[Start of section]

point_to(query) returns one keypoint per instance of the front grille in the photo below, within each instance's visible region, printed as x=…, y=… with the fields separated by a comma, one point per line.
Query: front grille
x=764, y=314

[End of section]
[Start of section]

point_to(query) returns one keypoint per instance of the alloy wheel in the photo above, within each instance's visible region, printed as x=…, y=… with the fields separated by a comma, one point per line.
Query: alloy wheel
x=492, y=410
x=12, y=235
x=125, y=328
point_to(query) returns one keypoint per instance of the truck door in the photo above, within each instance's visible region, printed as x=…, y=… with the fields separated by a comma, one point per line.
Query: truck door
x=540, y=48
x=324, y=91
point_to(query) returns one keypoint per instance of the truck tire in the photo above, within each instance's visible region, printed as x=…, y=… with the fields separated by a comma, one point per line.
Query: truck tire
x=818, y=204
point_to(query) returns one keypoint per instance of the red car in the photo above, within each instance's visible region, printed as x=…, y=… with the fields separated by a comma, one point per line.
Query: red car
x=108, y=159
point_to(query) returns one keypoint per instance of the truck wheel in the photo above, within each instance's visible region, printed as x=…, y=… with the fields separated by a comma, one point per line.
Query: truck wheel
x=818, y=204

[End of section]
[Start of section]

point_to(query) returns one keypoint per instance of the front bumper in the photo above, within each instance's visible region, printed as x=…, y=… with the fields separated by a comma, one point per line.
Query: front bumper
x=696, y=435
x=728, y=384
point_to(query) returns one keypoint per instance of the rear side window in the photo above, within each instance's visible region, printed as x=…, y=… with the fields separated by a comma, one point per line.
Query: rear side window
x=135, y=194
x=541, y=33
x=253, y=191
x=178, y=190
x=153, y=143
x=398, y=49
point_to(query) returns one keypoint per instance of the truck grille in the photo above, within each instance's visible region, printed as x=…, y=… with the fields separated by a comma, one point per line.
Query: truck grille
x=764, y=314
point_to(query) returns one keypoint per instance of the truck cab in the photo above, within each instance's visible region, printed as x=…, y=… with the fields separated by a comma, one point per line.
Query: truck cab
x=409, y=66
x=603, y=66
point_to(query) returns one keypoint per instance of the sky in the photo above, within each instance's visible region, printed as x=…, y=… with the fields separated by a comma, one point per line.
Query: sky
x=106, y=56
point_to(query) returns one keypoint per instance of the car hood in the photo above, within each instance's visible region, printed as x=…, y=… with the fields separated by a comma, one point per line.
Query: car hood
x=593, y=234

[End of section]

**Instructions for the task**: Once you reach the line with "Query: front bumper" in the data above, copy it and every line after it exactly, up to and including the line with "point_to(query) returns one keypoint per instance of the rear".

**Written answer**:
Query: front bumper
x=696, y=435
x=728, y=384
point_to(query) returns one keypoint per instance of the rear side window in the photo above, within each instance's visible region, printed as x=…, y=… with the fields separated by a comma, one point per line.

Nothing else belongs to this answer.